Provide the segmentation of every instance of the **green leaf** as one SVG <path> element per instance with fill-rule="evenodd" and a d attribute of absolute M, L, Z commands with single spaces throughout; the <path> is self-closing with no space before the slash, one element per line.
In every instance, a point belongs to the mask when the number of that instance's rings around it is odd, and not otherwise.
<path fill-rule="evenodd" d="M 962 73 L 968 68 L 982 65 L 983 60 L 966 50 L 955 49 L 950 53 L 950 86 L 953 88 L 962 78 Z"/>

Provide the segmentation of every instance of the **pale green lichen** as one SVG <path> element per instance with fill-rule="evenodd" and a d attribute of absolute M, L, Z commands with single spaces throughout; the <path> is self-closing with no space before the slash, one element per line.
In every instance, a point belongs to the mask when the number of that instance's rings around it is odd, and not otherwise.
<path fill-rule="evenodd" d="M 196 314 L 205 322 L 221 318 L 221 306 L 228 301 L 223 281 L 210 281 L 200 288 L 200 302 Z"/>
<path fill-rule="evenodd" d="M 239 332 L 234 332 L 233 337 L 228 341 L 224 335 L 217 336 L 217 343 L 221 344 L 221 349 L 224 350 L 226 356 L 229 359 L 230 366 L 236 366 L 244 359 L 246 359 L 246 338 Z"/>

====

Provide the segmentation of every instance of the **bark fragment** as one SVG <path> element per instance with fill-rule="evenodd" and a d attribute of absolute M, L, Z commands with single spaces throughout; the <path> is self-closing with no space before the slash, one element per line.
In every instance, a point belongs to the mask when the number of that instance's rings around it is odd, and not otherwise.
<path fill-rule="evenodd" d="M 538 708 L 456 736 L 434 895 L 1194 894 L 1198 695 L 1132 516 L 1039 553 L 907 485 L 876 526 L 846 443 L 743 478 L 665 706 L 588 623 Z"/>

====

> _Given problem_: Can you reproduce the records exactly, starting at the line containing "Provide the segmentation of every instance of the **green" and ending at the line containing "239 332 L 234"?

> _Task answer_:
Provide the segmentation of every instance of the **green leaf** as one SVG <path> element per instance with fill-rule="evenodd" and a d attribute of absolute M, L, Z commands with single spaces throughout; the <path> is self-closing with no space before the slash, one element per line.
In every instance, a point belongs to the mask when the number of that instance's rings around it is odd, and not otherwise.
<path fill-rule="evenodd" d="M 962 73 L 968 68 L 982 65 L 983 60 L 966 50 L 955 49 L 950 53 L 950 86 L 953 88 L 962 78 Z"/>

Provide the segmentation of every instance of the **pale green lichen** as one SVG <path> element per instance with fill-rule="evenodd" and a d attribute of absolute M, L, Z commands with single spaces throughout; the <path> is self-closing with no space before the slash, one element per line.
In every instance, a point belongs to the mask when the number of that instance's rings around it is odd, and not otherwise.
<path fill-rule="evenodd" d="M 196 314 L 205 322 L 221 318 L 221 306 L 228 301 L 223 281 L 210 281 L 200 288 L 200 302 Z"/>
<path fill-rule="evenodd" d="M 239 332 L 234 332 L 233 337 L 228 341 L 224 335 L 217 336 L 217 343 L 221 344 L 221 349 L 224 350 L 226 356 L 229 359 L 230 366 L 236 366 L 244 359 L 246 359 L 246 338 Z"/>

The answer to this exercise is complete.